Your goal: With every mark kept, transcribe all of the records.

Data extracts:

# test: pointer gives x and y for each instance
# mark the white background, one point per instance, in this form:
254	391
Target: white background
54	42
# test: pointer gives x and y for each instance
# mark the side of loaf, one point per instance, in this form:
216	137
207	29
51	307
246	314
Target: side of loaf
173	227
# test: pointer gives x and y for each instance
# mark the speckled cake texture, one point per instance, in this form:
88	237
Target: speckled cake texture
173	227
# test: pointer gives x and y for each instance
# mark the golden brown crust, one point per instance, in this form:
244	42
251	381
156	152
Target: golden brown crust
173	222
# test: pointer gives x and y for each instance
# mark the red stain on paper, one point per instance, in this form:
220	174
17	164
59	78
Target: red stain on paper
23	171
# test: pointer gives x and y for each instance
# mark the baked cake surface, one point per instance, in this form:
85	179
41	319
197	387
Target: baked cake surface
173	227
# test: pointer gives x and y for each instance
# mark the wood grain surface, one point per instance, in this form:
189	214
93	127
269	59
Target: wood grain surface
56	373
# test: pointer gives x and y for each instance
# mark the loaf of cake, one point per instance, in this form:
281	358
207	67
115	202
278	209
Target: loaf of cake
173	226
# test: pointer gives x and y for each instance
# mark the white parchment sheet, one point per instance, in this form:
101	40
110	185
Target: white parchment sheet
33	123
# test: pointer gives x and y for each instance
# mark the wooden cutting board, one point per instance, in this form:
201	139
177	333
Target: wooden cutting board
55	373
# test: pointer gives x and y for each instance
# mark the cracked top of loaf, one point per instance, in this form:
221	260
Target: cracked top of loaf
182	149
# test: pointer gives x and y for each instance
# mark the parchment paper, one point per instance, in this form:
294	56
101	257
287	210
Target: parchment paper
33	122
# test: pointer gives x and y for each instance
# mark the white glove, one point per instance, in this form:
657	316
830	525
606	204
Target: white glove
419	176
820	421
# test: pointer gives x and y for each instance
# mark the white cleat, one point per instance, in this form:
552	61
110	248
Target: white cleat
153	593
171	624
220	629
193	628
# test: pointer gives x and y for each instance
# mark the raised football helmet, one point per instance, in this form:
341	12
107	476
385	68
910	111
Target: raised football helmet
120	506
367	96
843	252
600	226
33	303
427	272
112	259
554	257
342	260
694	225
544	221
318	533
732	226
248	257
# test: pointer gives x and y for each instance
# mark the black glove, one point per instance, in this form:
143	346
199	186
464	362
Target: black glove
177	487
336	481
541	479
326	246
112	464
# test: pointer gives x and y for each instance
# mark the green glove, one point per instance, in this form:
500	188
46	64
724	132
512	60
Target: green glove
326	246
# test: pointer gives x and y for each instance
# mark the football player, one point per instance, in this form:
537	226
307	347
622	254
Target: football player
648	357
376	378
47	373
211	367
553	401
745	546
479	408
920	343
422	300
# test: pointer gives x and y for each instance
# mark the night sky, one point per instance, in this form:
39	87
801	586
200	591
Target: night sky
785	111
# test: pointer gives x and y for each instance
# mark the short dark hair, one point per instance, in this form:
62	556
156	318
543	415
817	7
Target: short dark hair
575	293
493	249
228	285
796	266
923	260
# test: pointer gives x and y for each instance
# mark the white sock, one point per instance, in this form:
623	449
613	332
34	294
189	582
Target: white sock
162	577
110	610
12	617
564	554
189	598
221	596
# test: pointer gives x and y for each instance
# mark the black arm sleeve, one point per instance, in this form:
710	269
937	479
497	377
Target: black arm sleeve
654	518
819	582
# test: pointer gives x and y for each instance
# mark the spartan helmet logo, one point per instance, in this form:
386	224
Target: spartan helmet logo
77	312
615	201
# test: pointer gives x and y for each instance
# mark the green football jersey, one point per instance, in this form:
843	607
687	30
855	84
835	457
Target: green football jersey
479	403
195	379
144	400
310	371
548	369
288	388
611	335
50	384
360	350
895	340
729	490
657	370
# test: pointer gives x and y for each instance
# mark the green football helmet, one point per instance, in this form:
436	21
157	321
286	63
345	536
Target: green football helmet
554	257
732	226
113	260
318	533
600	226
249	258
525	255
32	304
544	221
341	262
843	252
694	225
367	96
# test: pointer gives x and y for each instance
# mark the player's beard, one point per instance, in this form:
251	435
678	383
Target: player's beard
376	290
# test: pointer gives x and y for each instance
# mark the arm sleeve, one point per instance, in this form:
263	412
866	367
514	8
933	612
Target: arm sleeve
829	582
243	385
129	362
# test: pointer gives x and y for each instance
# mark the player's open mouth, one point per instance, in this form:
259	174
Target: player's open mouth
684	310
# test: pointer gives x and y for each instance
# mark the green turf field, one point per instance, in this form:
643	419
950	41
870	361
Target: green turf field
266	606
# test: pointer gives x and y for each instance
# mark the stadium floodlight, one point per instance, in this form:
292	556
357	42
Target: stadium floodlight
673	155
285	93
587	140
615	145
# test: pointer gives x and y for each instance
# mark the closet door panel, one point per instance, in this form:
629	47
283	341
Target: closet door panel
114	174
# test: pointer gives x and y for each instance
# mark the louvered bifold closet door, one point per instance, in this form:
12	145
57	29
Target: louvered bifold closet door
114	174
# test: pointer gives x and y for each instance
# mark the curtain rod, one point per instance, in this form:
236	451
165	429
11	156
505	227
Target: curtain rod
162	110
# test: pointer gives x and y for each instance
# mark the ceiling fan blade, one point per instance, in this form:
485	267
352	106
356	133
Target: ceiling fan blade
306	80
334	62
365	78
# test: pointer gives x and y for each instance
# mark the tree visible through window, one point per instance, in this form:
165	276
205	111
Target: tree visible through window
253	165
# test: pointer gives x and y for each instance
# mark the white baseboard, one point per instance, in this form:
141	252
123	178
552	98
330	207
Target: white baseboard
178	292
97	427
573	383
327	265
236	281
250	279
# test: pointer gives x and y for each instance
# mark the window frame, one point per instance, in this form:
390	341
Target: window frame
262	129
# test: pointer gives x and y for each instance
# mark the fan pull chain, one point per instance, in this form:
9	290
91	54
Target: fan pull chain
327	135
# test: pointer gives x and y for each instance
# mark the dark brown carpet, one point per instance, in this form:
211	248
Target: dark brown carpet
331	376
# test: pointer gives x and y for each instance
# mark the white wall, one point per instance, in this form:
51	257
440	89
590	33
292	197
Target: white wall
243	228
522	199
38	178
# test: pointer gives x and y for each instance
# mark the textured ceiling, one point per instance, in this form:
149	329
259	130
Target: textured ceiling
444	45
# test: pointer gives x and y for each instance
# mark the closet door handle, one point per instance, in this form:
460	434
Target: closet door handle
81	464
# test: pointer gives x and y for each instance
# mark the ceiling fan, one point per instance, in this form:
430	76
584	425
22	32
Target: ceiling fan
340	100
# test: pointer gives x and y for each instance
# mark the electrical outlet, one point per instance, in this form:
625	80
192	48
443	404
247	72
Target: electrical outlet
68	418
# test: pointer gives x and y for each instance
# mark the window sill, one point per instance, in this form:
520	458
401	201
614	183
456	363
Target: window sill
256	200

Answer below:
# test: pointer gives x and y for each instance
# mark the white background, one point per instance, in this form:
254	391
Target: white background
54	42
# test: pointer gives x and y for each instance
# mark the side of loaf, one point per instance, in this form:
216	137
207	29
51	307
246	314
Target: side of loaf
173	227
# test: pointer gives x and y for each instance
# mark the speckled cake texture, one point per instance, in this form:
88	237
Target: speckled cake texture
173	227
# test: pointer gives x and y for each instance
# mark the golden brown crust, one point per instance, in this form:
244	42
251	381
156	152
Target: golden brown crust
173	222
# test: pointer gives x and y for each instance
# mark the red stain on paper, one point per instance, in this form:
220	174
17	164
59	78
Target: red stain on paper
23	171
# test: pointer gives x and y for each instance
# mark the baked cake surface, one point per instance, in this form:
85	179
41	319
197	387
Target: baked cake surface
173	227
# test: pointer gives x and y for each instance
# mark the wood grain surface, one point per instance, in this form:
189	214
93	127
269	59
Target: wood grain surface
56	373
# test: pointer gives x and y for each instance
# mark the loaf of cake, one point per instance, in this form:
281	358
207	67
115	202
278	209
Target: loaf of cake
173	226
# test: pointer gives x and y for each instance
# mark the white parchment sheet, one point per instance, in this form:
101	40
110	185
Target: white parchment sheet
33	123
# test: pointer gives x and y for each instance
# mark the wooden cutting board, one point per instance, in this form:
201	139
177	333
Target: wooden cutting board
55	373
# test: pointer gives x and y for each instance
# mark the cracked top of loaf, one point per instance, in this form:
221	260
Target: cracked top of loaf
182	149
# test: pointer gives x and y for each instance
# mark the parchment paper, one point per instance, in this form:
294	56
101	257
287	210
Target: parchment paper
33	122
# test: pointer gives x and y for each instance
# mark the white glove, one point per instance, in this form:
657	316
830	525
606	204
Target: white glove
419	176
820	421
# test: pointer gives x and y for each instance
# mark the white cleat, one point per instance, in this form:
552	61
110	248
Target: white cleat
153	593
171	624
220	629
193	628
# test: pointer gives x and y for each instance
# mark the raised football helmet, one point per instance, in this form:
341	12
107	476
385	68
910	111
Target: raised football helmet
120	506
367	96
843	252
600	226
33	303
427	272
112	259
554	257
342	260
694	225
544	221
318	533
732	226
248	257
# test: pointer gives x and y for each instance
# mark the black glove, one point per instance, in this form:
143	346
199	186
464	362
Target: black glove
177	487
336	481
541	479
326	246
112	464
# test: pointer gives x and y for each instance
# mark the green glove, one point per instance, in this form:
500	188
46	64
724	132
512	60
Target: green glove
326	246
# test: pointer gives x and y for each instance
# mark the football player, one point per instance, in this form:
537	226
307	347
622	254
Target: football player
648	357
376	378
47	373
211	367
553	401
745	546
479	408
920	343
422	300
# test: pointer gives x and y for each instance
# mark the night sky, one point per instance, in this form:
39	87
801	586
200	591
Target: night sky
785	111
# test: pointer gives x and y for each instance
# mark the short dark hair, one point per instance, in this form:
62	556
156	318
543	415
817	7
Target: short dark hair
575	293
493	249
228	285
796	266
923	260
# test: pointer gives x and y for each instance
# mark the white sock, one point per instance, in this form:
623	449
613	332
34	294
189	582
Target: white sock
162	577
110	610
12	617
564	554
189	598
221	596
# test: pointer gives x and y for each instance
# mark the black arm sleeve, one point per instance, in this form:
710	269
937	479
497	377
Target: black arm sleeve
654	518
819	582
# test: pointer gives x and y for each instance
# mark the spartan helmet logo, one point per instance, in this form:
386	224
Target: spartan helmet logo
77	312
615	201
# test: pointer gives x and y for each instance
# mark the green football jersey, one point per instance, in this form:
843	607
687	30
855	84
835	457
Target: green football jersey
479	403
195	379
144	400
310	371
548	369
288	388
611	335
50	384
360	350
895	340
729	490
657	370
# test: pointer gives x and y for each instance
# mark the green football helmet, one point per instance, in this form:
436	21
157	321
286	63
345	536
Target: green football helmet
554	257
732	226
113	260
318	533
600	226
249	258
525	255
32	304
544	221
341	262
843	252
694	225
367	96
# test: pointer gives x and y for each instance
# mark the player's beard, one point per instance, in this form:
251	435
678	383
Target: player's beard
376	290
# test: pointer gives x and y for each instance
# mark the arm sleeve, one point per instance, in this form:
263	412
866	367
514	8
933	612
Target: arm sleeve
829	582
243	385
129	362
# test: pointer gives x and y for each instance
# mark the player's open mouth, one point per instance, in this form:
259	174
Target: player's open mouth
684	310
# test: pointer gives x and y for each instance
# mark the green turf field, one point per instance, in this form:
643	419
950	41
870	361
Target: green turf field
266	606
# test: pointer gives x and y for each instance
# mark the stadium floodlight, one point per instance, in this form:
292	556
357	42
Target: stadium floodlight
673	155
285	93
587	140
615	145
# test: pointer gives x and y for each instance
# mark the closet door panel, one point per instance, in this form:
629	47
283	341
Target: closet door panel
114	174
# test: pointer gives x and y for each instance
# mark the louvered bifold closet door, one point per instance, in this form:
12	145
57	29
Target: louvered bifold closet door
114	174
# test: pointer gives x and y for each instance
# mark the curtain rod, one point per instance, in this form:
236	451
165	429
11	156
505	227
Target: curtain rod
162	110
# test: pointer gives x and y for each instance
# mark the ceiling fan blade, one point per instance, in this form:
485	267
352	106
356	133
Target: ceiling fan blade
306	80
334	62
365	78
# test: pointer gives x and y for each instance
# mark the tree visible through window, one point per instance, in this form:
165	276
205	111
Target: tree visible through window
253	165
# test: pointer gives x and y for each instance
# mark the white baseboard, one point per instance, in this form:
141	252
123	178
552	98
330	207
Target: white baseboard
178	292
97	427
573	383
327	265
236	281
250	279
# test: pointer gives x and y for each instance
# mark the window frame, one point per instance, in this form:
390	341
Target: window frame
262	129
# test: pointer gives x and y for each instance
# mark the fan pull chain, one point per instance, in this form:
9	290
91	54
Target: fan pull chain
327	135
# test: pointer gives x and y for each instance
# mark the dark brown carpet, one point per instance, in this form:
211	248
Target: dark brown carpet
331	376
# test: pointer gives x and y for each instance
# mark the white wall, one point per instance, in this form:
51	257
440	89
590	33
292	197
Target: white wall
243	228
522	199
38	178
# test: pointer gives x and y for each instance
# mark the textured ceiling, one point per instance, in this form:
149	329
259	130
Target: textured ceiling
444	45
# test: pointer gives x and y for each instance
# mark the closet door handle, one point per instance, in this form:
460	434
Target: closet door handle
81	464
# test: pointer gives x and y for each instance
# mark the ceiling fan, one point per instance, in this form:
430	76
584	425
22	32
Target: ceiling fan
340	100
# test: pointer gives x and y for each instance
# mark the electrical outlet, one point per instance, in this form:
625	80
192	48
443	404
247	72
Target: electrical outlet
68	418
# test: pointer gives x and y for each instance
# mark the window sill, one point per instance, in this form:
520	458
401	201
614	183
456	363
Target: window sill
256	200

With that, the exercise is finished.